▶ _ARBEITSAUFTRAG_:
Zählen Sie sämtliche politischen Parteien auf, die im nachstehenden Text über die Bürgermeisterkandidatur in Bergisch Gladbach genannt werden.

▶ _ANGEZEIGTER TEXT_:
----------
Bergisch Gladbach – Die Bürgermeisterkandidatur Frank Steins (SPD, 56) wird wahrscheinlicher: Am Freitag gab es das Votum der Grünen für den Stadtkämmerer von Bergisch Gladbach, am Samstag folgte die FDP. Heute Abend entscheidet die SPD.
Bündnis 90/Die Grünen: Dreieinhalb Stunden diskutierten die Mitglieder, ehe sich eine deutliche Mehrheit (31 von 44 Mitgliedern) hinter Stein stellte. „Wir wollen nach der Wahl nicht der Juniorpartner der CDU sein“, erklärte Vorstandsmitglied Maik Außendorf, weshalb man in eine Dreierkandidatur mit FDP und Grünen einsteigen wolle. Nach der Kommunalwahl könne man mit Stein und mit den beiden Partnern als stärkste Fraktion ökologische Akzente setzen.
----------
▶ _VORLIEGENDE EINTRÄGE_:
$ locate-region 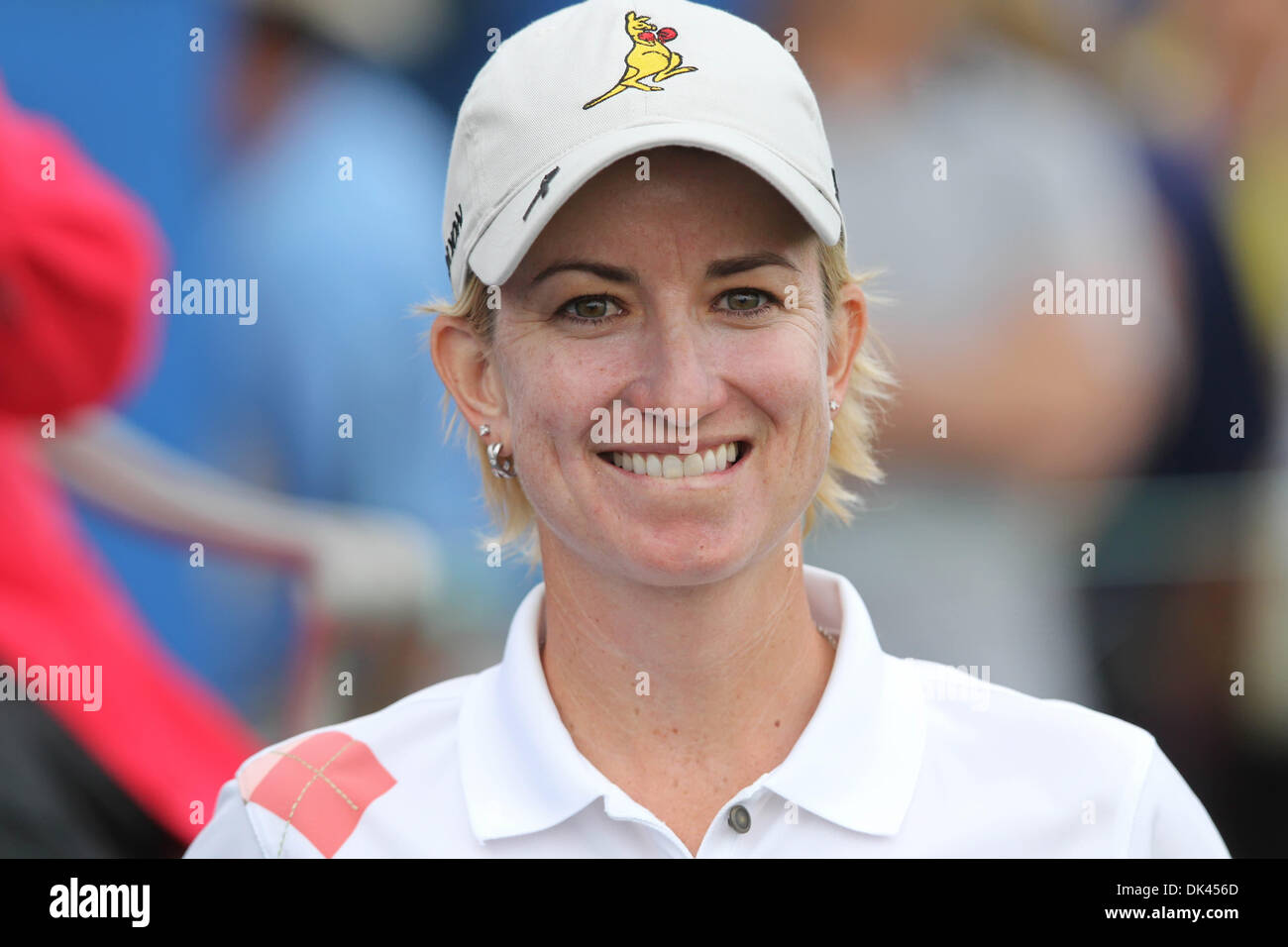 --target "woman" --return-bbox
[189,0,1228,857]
----------
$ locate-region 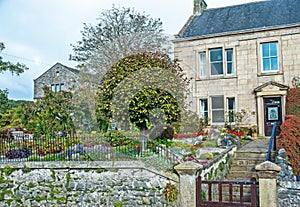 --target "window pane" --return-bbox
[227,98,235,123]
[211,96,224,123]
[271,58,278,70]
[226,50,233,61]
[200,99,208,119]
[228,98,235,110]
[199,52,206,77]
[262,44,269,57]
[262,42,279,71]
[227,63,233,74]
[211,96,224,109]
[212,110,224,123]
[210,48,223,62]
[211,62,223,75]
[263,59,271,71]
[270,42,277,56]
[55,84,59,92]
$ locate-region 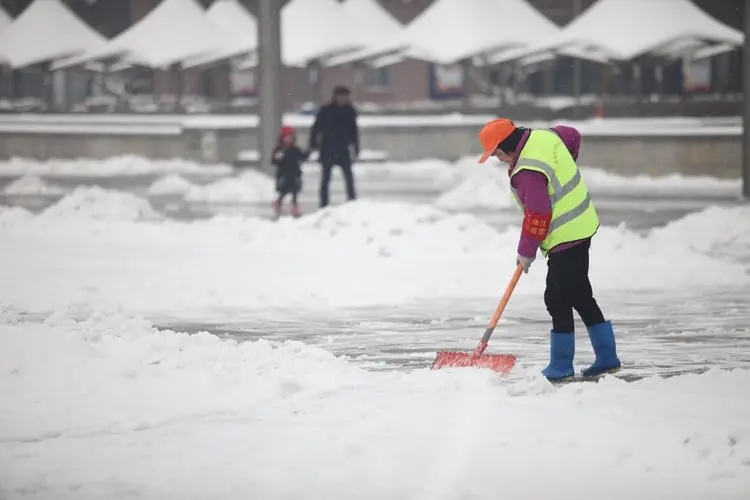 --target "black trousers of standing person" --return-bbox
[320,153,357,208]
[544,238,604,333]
----------
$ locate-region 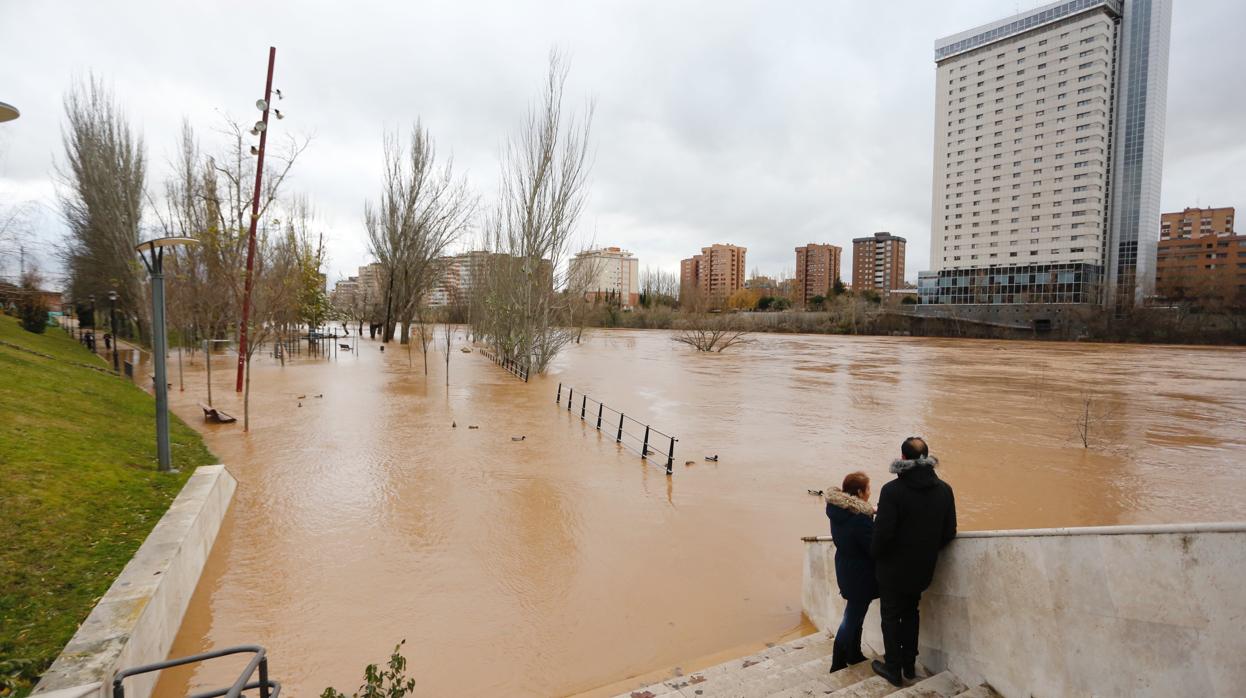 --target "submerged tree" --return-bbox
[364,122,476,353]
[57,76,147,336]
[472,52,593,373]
----------
▶ _ALS ANTWORT_:
SPD, Bündnis 90/Die Grünen, FDP, CDU